┌──

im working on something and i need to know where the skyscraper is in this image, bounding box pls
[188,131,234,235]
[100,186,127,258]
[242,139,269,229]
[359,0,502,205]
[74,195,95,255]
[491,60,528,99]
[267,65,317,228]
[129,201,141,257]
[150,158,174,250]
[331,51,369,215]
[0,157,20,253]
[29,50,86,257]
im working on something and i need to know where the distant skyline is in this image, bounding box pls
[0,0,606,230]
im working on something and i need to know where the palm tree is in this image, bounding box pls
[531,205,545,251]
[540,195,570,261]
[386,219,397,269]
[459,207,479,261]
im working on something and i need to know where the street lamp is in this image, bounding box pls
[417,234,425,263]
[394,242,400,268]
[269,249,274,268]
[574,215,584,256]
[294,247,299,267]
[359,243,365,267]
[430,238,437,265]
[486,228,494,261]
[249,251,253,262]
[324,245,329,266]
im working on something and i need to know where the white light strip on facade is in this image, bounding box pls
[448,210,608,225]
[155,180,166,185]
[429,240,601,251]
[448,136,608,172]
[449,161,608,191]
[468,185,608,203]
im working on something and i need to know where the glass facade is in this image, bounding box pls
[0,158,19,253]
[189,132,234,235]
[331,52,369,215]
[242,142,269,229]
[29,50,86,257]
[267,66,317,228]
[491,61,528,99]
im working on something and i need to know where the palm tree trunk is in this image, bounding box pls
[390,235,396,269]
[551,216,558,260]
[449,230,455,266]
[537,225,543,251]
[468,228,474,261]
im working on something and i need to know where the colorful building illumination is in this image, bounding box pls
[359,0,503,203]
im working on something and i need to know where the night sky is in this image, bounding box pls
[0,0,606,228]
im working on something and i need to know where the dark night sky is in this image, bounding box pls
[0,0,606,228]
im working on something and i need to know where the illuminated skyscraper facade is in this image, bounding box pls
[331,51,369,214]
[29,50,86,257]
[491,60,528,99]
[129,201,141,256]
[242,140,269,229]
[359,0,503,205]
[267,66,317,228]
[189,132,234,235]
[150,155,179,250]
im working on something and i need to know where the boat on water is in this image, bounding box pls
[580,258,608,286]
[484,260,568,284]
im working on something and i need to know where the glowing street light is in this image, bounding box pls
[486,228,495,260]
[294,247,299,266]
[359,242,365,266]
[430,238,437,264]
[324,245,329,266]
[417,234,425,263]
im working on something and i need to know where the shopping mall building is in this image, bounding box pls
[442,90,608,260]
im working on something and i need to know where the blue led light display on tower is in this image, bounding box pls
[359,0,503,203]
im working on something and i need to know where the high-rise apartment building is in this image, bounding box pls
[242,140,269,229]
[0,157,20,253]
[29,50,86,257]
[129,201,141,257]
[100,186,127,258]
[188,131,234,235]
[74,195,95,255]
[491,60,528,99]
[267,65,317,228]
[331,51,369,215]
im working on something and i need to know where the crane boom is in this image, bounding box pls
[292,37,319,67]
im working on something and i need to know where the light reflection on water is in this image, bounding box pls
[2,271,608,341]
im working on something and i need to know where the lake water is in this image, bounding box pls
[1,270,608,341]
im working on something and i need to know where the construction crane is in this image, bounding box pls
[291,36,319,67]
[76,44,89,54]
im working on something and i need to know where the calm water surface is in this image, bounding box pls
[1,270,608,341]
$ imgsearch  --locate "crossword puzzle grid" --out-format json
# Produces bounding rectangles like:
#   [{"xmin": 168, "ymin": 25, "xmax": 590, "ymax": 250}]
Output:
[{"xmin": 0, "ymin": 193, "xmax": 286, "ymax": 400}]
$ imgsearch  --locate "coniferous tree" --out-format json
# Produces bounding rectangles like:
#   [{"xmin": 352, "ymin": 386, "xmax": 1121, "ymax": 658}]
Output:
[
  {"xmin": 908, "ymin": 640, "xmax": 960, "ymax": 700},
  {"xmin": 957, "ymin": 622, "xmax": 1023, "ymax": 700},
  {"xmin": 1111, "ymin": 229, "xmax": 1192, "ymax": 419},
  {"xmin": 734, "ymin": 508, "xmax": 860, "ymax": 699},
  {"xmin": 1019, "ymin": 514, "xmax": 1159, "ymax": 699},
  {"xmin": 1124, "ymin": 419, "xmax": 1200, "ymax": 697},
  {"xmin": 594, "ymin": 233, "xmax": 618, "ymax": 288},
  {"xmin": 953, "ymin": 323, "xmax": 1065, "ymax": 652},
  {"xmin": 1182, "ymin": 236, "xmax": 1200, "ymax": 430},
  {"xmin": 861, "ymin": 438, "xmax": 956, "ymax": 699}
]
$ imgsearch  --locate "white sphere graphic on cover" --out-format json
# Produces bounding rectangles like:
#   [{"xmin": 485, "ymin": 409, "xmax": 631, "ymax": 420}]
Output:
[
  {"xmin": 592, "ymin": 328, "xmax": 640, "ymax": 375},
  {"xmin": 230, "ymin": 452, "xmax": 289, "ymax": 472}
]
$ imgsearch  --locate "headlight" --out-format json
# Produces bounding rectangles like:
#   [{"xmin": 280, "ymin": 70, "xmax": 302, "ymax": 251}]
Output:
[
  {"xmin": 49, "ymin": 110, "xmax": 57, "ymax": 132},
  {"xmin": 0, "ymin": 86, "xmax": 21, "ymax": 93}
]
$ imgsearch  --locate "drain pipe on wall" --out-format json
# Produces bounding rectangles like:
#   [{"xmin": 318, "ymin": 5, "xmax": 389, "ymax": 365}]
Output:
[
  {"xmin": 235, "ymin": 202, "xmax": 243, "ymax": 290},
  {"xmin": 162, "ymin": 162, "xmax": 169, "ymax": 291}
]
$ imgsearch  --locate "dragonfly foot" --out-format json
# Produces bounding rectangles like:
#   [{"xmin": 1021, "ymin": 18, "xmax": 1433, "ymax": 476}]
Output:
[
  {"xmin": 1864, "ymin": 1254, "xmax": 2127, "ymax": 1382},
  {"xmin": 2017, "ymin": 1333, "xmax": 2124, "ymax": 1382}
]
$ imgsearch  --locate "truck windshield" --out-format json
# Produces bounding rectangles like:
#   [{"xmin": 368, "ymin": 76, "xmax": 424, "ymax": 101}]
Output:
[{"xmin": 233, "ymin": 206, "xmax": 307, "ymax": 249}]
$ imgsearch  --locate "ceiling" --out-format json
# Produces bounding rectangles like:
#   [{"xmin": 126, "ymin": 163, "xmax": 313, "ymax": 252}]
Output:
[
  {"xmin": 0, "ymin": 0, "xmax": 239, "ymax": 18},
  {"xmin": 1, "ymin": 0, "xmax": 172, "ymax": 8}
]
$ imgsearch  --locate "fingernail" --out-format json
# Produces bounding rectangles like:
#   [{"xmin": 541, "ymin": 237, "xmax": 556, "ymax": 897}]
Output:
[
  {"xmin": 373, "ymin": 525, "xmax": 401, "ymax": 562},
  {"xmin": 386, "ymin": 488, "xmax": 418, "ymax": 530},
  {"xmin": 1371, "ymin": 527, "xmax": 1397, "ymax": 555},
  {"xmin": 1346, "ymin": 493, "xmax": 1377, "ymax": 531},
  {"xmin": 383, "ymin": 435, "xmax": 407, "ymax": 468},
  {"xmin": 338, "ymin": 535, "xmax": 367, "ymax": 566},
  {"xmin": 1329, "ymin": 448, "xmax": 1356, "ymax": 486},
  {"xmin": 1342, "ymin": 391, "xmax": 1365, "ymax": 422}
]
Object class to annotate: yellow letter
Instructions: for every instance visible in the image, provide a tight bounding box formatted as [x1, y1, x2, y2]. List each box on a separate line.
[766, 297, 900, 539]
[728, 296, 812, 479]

└──

DIRECTIONS FOR THIS TASK:
Scan the entries for lines holding the string "locate", then copy every one of them.

TASK RESULT:
$ imgsearch  --locate "crossword puzzle grid" --out-format json
$ imgsearch  --locate "coniferous tree" --out-format json
$ imgsearch  --locate "white sphere graphic on cover" --out-format json
$ imgsearch  --locate "headlight" --out-format json
$ imgsearch  --locate "drain pipe on wall" --out-format json
$ imgsearch  --locate "dragonfly foot" --out-format json
$ imgsearch  --locate "truck windshield" --out-format json
$ imgsearch  --locate "ceiling" --out-format json
$ imgsearch  --locate "fingernail" --out-format json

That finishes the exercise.